• [EXTRACT PROVIDED]
Route 664 begins at the intersection with Lawyers Road as a paved road, but quickly becomes a dirt road after 0.1 miles (0.16 km). Pavement does not begin again until the bend in the road that renames it to Route 680. It has a bridge with a weight limit of 2 Tons (1,814.4 kg).

==Notable features==
- A gravesite and monument to Dr. Robert Llewellen Powell (Aug 30, 1886 - May 13, 1924), in the form of an obelisk is located at 8401 Lawyers Road, on the eastern side of the road. Dr. Powell was the brother of Peter Powell, a former Virginia Commonwealth's Attorney.
- A small family cemetery exists at the intersection of Granite Springs Road (Route 664) and Lawyers Road.
- Fletcher's Store, long abandoned, stands at the intersection of Belmont Road and Lawyers Road. There is another "Fletcher's Store", still in operation, at Belmont.
- Plentiful Creek, which serves as the community's eastern and southern border, is a freshwater spring/stream that winds its way from sources just south of Post Oak Road and parallels Granite Springs Road before crossing Lawyers Road, and eventually empties into Lake Anna. It is thought that this feature is what gives this community its name.

==Communities==
- Fox Run Subdivision (Fox Run Road). Intersects with Granite Springs Road.
- Cedar Plantation (Cedar Plantation Road). Intersects with Granite Springs Road.

• [WHAT YOU NEED TO DO]
Can you retype the Route 664 passage from "Route 664 begins" up to and including "Virginia Commonwealth's Attorney."?

• [PROVIDED DATA]
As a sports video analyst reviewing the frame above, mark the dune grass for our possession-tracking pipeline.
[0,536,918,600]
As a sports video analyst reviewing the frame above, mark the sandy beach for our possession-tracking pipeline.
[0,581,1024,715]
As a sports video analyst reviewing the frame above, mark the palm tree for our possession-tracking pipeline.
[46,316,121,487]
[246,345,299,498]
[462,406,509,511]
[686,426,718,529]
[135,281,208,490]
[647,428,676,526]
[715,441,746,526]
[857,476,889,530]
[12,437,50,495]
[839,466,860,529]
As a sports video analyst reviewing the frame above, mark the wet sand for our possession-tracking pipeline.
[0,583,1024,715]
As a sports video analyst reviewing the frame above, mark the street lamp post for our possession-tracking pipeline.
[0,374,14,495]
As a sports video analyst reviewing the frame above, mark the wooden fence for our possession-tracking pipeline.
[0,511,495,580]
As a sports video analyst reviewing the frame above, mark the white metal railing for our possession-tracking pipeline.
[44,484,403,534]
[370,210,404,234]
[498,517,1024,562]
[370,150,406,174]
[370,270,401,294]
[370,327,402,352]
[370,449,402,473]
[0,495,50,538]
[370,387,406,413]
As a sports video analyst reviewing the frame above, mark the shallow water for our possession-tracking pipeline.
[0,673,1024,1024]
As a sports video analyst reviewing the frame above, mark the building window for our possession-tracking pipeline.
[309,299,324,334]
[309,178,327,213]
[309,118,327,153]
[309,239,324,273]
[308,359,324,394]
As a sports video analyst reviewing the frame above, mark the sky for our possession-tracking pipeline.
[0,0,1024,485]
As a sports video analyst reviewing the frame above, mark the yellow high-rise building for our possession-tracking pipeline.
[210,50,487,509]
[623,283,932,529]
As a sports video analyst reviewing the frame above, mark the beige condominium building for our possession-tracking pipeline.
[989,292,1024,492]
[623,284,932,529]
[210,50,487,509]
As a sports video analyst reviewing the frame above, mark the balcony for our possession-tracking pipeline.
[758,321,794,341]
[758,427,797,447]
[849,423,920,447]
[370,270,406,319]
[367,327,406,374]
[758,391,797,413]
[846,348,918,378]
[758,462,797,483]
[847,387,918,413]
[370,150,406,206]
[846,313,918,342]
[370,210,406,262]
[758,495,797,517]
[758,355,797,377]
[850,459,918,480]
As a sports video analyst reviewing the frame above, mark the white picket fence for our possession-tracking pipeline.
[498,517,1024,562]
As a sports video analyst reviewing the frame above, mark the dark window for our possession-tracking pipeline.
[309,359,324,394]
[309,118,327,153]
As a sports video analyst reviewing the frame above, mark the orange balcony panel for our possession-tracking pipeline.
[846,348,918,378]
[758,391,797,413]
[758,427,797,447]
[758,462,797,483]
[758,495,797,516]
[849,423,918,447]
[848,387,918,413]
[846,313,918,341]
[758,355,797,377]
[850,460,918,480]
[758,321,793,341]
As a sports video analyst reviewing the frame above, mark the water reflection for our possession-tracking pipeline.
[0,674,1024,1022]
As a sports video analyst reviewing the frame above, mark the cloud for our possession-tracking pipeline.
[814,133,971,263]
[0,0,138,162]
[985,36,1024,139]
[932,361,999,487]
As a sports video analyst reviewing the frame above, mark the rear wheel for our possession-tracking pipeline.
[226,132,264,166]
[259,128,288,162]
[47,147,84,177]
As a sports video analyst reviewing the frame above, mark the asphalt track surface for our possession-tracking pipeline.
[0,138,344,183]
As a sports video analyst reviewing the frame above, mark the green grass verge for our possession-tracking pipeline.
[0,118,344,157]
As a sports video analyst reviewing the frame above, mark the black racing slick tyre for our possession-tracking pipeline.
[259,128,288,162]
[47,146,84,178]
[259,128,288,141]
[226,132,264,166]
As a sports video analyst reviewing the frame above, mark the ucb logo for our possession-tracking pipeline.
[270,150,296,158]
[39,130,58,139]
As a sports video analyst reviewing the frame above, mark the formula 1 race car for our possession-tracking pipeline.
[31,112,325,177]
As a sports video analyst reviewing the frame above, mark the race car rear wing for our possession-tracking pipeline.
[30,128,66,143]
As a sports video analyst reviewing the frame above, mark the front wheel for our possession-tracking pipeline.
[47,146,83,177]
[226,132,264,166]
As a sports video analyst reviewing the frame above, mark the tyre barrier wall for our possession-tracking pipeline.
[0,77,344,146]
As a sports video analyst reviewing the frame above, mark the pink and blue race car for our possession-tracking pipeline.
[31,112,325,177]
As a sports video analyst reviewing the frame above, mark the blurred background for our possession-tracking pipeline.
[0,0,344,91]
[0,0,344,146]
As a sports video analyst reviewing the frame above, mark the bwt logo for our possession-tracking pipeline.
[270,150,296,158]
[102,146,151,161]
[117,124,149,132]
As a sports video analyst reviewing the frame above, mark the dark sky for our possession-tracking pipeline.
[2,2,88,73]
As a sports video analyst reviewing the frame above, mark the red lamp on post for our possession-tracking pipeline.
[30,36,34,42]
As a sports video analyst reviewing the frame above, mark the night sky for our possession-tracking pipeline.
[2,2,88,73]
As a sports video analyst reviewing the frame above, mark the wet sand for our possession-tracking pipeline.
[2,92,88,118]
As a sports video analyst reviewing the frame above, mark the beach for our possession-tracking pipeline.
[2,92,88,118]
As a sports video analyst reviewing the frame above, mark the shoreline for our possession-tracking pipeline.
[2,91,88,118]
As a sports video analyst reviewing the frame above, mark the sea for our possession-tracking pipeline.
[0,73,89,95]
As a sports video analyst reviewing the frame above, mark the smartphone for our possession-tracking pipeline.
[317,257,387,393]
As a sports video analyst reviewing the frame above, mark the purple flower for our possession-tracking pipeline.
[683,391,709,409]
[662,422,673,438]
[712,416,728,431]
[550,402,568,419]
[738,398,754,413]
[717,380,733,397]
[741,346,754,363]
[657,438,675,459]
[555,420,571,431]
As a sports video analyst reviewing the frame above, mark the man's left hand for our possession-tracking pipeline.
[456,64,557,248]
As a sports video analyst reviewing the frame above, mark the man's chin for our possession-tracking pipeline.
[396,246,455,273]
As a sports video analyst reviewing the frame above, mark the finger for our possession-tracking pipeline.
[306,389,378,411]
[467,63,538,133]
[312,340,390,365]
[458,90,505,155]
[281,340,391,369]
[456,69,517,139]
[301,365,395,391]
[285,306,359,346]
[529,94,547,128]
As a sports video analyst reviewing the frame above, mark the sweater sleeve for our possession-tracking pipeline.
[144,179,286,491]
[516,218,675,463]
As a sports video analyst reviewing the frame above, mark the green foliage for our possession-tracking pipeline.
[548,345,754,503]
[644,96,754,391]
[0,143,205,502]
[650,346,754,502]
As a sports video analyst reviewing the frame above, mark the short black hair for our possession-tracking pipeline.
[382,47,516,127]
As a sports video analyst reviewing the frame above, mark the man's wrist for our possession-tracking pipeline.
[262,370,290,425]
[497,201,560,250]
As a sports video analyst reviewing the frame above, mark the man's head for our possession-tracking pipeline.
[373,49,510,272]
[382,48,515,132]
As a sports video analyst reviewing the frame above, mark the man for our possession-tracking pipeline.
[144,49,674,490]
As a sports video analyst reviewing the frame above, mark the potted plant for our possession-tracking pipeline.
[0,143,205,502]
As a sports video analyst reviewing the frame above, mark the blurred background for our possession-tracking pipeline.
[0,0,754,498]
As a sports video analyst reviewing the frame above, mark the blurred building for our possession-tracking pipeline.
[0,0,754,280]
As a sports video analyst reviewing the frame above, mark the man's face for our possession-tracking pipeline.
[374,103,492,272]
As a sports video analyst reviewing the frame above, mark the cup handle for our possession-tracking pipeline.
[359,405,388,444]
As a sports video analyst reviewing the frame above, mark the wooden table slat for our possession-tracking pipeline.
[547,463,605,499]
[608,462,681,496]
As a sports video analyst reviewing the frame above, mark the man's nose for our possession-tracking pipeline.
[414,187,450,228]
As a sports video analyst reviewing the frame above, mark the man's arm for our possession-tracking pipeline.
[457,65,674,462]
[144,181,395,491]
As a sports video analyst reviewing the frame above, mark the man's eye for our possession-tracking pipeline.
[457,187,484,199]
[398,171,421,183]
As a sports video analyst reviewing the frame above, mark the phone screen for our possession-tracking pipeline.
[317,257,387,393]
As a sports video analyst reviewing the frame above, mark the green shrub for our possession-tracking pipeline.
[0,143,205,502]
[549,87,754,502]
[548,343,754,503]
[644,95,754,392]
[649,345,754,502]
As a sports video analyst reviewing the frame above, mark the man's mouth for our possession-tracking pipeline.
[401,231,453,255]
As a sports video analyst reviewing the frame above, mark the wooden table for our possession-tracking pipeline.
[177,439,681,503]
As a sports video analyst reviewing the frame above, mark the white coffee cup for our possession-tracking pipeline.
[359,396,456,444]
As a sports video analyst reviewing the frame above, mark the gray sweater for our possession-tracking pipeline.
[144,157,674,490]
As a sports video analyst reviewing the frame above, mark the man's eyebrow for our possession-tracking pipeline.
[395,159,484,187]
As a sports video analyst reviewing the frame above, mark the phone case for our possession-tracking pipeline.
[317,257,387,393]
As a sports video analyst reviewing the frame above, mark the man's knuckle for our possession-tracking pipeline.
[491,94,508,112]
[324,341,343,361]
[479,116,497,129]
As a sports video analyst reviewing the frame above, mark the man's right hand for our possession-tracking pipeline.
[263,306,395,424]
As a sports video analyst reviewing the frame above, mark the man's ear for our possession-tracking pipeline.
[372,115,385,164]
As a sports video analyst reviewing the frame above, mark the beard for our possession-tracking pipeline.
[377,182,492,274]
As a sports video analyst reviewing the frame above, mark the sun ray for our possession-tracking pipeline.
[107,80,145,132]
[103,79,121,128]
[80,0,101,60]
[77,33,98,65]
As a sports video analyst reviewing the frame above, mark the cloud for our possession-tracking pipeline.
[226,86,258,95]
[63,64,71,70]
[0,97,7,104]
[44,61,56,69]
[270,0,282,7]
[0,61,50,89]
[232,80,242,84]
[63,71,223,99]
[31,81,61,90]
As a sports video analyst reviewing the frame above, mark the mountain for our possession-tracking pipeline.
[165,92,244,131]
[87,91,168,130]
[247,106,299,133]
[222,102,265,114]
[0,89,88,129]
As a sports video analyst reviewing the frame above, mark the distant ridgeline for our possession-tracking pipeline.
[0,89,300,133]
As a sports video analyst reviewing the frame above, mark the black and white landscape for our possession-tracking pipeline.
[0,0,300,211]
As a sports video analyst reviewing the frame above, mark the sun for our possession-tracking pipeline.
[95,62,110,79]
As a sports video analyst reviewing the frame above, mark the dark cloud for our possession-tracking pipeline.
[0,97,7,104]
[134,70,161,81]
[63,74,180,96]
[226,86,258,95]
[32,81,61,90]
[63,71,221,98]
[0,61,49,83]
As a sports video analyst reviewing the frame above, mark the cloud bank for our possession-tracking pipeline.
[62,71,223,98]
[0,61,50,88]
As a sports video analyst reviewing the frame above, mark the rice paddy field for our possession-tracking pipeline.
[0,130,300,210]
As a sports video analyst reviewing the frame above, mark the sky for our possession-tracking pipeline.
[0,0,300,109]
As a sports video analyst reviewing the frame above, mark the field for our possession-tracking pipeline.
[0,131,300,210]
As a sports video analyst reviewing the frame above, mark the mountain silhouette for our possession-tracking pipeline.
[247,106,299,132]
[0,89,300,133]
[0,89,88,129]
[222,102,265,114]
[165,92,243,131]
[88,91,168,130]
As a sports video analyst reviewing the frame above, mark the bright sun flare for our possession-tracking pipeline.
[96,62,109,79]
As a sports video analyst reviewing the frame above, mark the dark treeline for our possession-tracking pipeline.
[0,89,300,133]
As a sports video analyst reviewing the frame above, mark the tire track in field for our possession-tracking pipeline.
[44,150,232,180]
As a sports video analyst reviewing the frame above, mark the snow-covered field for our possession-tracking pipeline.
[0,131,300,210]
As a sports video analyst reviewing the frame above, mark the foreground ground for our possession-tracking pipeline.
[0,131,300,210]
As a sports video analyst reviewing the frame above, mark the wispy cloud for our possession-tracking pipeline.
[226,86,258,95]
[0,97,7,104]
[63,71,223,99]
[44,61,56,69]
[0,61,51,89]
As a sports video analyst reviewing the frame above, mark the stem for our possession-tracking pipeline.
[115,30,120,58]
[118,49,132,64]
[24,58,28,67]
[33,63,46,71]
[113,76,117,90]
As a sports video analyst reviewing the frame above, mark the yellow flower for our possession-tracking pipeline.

• [RESPONSE FOR THIS EXERCISE]
Route 664 begins at the intersection with Lawyers Road as a paved road, but quickly becomes a dirt road after 0.1 miles (0.16 km). Pavement does not begin again until the bend in the road that renames it to Route 680. It has a bridge with a weight limit of 2 Tons (1,814.4 kg).

==Notable features==
- A gravesite and monument to Dr. Robert Llewellen Powell (Aug 30, 1886 - May 13, 1924), in the form of an obelisk is located at 8401 Lawyers Road, on the eastern side of the road. Dr. Powell was the brother of Peter Powell, a former Virginia Commonwealth's Attorney.